Action item :: Only one stretch of the listing below is wanted. Begin at the line that has "Query: fork tine", stop after the line that has "Query: podium top surface", and repeat every line in between exactly.

Records provided ::
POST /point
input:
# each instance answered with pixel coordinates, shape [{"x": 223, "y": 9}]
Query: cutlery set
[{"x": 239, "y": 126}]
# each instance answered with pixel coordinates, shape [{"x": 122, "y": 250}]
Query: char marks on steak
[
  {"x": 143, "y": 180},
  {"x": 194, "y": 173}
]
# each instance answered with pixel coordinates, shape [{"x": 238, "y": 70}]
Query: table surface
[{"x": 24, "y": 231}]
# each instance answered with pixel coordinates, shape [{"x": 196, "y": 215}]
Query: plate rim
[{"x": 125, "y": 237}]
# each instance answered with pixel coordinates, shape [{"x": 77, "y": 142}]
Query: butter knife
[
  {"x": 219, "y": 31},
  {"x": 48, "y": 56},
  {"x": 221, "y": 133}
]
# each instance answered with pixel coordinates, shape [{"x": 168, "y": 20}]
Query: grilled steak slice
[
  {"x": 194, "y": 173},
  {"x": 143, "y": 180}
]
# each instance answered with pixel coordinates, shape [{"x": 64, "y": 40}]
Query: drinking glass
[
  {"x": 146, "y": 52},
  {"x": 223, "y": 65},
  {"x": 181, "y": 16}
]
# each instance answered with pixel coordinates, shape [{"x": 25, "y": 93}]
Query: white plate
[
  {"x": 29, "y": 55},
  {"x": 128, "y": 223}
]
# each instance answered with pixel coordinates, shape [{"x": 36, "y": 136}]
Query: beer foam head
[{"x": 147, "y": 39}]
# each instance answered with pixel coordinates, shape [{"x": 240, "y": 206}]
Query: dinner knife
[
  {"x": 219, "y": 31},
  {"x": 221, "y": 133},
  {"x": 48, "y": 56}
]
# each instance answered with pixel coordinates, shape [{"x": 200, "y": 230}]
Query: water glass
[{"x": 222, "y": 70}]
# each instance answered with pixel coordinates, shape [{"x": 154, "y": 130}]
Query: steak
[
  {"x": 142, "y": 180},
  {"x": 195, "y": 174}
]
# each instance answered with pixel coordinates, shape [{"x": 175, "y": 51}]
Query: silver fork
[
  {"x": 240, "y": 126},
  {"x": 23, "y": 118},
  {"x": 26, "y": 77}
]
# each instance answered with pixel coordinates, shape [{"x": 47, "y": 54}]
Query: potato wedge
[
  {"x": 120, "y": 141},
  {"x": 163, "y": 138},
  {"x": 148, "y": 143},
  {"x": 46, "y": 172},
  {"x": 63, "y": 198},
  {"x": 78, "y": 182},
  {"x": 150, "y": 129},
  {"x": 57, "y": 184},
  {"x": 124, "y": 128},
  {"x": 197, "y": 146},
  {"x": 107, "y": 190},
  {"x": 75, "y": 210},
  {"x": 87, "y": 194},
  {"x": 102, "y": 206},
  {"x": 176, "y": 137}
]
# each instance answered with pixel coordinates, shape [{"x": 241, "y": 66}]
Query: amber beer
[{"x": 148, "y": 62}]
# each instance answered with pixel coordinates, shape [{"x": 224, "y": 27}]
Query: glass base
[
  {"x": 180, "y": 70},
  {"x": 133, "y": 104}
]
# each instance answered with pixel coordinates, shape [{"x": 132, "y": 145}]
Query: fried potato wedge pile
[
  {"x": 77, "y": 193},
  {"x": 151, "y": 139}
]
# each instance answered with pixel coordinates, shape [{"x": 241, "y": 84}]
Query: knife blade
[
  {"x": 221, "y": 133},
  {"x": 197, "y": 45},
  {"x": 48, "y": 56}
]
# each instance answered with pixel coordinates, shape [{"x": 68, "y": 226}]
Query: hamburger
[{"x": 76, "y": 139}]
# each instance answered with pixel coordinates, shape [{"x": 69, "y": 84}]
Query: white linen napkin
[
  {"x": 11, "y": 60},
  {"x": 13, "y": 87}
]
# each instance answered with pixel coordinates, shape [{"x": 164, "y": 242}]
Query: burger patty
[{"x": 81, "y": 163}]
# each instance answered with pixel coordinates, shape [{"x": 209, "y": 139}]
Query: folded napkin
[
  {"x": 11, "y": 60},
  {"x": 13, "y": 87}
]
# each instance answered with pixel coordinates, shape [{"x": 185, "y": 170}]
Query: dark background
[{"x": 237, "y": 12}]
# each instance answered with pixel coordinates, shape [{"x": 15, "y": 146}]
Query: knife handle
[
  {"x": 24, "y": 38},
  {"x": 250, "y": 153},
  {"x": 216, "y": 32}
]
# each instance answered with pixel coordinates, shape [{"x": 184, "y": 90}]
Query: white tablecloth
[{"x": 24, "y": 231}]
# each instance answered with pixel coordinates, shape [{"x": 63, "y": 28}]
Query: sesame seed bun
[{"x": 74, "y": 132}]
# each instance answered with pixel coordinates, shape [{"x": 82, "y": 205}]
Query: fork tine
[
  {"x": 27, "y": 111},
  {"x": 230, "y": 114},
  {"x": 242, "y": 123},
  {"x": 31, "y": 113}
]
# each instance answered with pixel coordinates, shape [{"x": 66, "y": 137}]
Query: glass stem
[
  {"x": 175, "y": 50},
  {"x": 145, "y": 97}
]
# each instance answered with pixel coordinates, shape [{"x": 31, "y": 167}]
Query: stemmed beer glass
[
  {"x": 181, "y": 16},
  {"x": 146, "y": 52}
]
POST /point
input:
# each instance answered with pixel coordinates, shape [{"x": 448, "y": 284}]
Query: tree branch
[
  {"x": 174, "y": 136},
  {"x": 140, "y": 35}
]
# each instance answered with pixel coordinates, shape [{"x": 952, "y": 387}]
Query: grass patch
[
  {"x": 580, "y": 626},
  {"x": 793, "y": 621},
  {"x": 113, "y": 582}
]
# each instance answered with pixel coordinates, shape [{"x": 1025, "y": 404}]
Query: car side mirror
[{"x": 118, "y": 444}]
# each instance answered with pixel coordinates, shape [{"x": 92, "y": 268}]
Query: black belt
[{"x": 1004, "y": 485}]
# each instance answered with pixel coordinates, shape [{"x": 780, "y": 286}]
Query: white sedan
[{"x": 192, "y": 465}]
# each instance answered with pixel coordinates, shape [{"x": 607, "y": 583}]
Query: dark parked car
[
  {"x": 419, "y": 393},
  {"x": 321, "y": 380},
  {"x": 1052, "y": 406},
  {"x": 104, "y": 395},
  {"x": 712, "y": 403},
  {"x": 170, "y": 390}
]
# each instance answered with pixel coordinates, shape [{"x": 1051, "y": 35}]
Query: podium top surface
...
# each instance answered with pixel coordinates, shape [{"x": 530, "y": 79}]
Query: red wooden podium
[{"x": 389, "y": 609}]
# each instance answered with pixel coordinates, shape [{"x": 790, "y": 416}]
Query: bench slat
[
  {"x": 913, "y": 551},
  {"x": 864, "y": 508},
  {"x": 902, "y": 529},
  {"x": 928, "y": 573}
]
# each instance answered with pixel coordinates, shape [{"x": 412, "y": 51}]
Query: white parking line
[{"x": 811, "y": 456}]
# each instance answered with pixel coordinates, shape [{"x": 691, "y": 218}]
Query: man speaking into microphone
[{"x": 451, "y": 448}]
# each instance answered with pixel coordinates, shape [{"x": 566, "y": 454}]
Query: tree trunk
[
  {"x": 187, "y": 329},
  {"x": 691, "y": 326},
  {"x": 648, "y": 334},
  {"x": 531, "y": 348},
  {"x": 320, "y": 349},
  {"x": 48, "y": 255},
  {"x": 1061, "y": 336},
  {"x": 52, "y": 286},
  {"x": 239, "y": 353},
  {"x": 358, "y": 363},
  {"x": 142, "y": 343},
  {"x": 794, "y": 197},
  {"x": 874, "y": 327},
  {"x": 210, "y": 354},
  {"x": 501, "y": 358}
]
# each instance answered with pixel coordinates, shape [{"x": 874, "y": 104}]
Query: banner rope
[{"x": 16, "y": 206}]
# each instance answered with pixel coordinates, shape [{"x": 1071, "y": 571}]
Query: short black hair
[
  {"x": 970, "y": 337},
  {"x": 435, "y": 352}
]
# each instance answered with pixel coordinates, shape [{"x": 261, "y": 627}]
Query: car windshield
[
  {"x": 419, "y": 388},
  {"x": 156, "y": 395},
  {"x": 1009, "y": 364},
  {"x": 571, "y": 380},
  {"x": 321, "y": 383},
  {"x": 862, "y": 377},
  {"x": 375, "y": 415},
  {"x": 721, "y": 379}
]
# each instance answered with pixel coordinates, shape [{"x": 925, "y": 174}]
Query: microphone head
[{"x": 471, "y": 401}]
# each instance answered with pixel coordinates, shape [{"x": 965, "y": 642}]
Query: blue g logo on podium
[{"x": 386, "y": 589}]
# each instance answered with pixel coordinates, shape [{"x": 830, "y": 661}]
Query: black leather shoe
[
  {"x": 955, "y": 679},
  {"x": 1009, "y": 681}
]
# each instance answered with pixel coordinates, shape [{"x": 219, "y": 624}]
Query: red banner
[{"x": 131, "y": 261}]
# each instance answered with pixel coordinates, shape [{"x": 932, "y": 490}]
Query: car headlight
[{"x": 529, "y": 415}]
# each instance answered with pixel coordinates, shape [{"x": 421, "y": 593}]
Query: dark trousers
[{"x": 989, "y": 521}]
...
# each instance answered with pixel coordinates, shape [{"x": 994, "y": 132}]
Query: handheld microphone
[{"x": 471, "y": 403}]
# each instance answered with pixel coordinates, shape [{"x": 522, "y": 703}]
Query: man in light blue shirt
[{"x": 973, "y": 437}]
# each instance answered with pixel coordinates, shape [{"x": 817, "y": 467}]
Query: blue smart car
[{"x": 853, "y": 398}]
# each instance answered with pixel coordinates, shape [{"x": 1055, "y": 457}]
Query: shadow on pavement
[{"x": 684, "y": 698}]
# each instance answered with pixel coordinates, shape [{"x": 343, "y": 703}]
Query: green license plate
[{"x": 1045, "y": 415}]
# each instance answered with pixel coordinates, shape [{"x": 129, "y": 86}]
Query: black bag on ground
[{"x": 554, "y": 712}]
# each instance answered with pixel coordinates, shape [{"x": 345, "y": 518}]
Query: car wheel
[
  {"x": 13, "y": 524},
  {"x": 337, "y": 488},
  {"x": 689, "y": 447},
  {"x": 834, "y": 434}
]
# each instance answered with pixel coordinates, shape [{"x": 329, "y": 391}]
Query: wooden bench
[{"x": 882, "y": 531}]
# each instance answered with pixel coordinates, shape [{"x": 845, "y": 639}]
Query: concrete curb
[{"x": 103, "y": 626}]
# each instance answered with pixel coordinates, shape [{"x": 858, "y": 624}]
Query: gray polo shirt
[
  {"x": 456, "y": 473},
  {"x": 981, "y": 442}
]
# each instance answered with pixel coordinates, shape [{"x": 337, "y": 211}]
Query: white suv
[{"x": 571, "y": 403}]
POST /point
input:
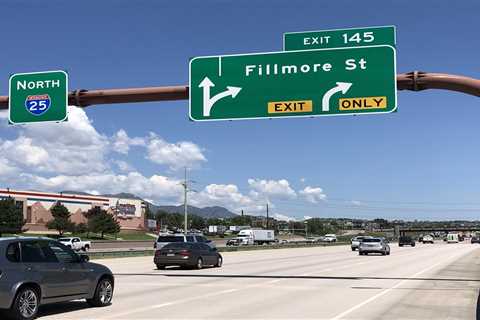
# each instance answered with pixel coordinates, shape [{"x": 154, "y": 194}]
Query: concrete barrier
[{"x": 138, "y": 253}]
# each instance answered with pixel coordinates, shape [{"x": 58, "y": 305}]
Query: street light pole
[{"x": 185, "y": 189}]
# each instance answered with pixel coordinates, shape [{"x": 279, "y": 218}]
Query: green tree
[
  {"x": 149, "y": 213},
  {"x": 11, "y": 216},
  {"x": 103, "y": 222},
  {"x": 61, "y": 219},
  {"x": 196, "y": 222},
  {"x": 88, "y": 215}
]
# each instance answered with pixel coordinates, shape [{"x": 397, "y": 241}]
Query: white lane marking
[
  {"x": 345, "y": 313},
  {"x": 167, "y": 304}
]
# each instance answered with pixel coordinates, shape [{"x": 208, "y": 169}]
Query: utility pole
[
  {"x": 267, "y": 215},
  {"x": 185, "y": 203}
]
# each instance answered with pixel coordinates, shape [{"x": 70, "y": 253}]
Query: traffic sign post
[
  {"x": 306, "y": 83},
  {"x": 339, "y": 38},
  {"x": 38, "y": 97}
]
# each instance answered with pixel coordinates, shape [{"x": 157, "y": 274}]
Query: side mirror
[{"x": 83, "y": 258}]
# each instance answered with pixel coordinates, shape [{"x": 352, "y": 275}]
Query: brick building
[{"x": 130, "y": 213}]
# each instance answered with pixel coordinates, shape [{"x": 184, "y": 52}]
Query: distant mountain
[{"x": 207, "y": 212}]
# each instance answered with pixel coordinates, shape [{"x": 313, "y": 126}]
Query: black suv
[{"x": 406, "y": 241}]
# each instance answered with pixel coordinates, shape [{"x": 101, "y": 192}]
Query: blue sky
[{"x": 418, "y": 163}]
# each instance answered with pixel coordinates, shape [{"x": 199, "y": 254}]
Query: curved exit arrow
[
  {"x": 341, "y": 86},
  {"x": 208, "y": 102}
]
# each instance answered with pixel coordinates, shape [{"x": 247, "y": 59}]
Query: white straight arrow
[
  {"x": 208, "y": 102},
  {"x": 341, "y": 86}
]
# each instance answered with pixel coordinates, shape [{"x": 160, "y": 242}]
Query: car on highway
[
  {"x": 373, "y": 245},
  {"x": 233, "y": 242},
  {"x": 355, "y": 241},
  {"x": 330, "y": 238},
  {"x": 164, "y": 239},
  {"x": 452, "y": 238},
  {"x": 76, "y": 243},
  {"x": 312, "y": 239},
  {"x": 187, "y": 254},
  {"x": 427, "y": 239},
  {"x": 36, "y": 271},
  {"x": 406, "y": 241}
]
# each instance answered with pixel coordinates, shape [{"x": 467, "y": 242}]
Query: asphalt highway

Response ::
Query: fork tine
[
  {"x": 27, "y": 111},
  {"x": 230, "y": 114},
  {"x": 242, "y": 123},
  {"x": 31, "y": 113}
]
# each instance answered with pixel coordinates, shape [{"x": 66, "y": 137}]
Query: glass stem
[
  {"x": 175, "y": 50},
  {"x": 145, "y": 97}
]
# each instance answered with pixel coordinates, shape [{"x": 31, "y": 167}]
Query: stemmed beer glass
[
  {"x": 181, "y": 16},
  {"x": 146, "y": 52}
]
POST /point
input:
# each instance answered with pixel coordinates, shape [{"x": 448, "y": 284}]
Query: tree branch
[
  {"x": 174, "y": 136},
  {"x": 140, "y": 35}
]
# each instance answered with pixel coordinates, shape [{"x": 952, "y": 387}]
Query: grass patch
[
  {"x": 580, "y": 626},
  {"x": 793, "y": 621},
  {"x": 113, "y": 582}
]
# each instance answered with pixel coordinates, shape [{"x": 1025, "y": 404}]
Query: car side mirror
[{"x": 118, "y": 444}]
# each instance answered with pixel coordinates, shape [{"x": 92, "y": 268}]
Query: black belt
[{"x": 1004, "y": 485}]
# each instance answered with pixel coordinates, shape [{"x": 780, "y": 286}]
Query: white sedan
[{"x": 192, "y": 465}]
# each instance answered with pixel coordinates, shape [{"x": 607, "y": 583}]
Query: dark parked car
[
  {"x": 419, "y": 393},
  {"x": 321, "y": 380},
  {"x": 1052, "y": 406},
  {"x": 104, "y": 395},
  {"x": 712, "y": 403},
  {"x": 170, "y": 390}
]
# each instance answered with pixel coordinates, shape [{"x": 1051, "y": 35}]
Query: podium top surface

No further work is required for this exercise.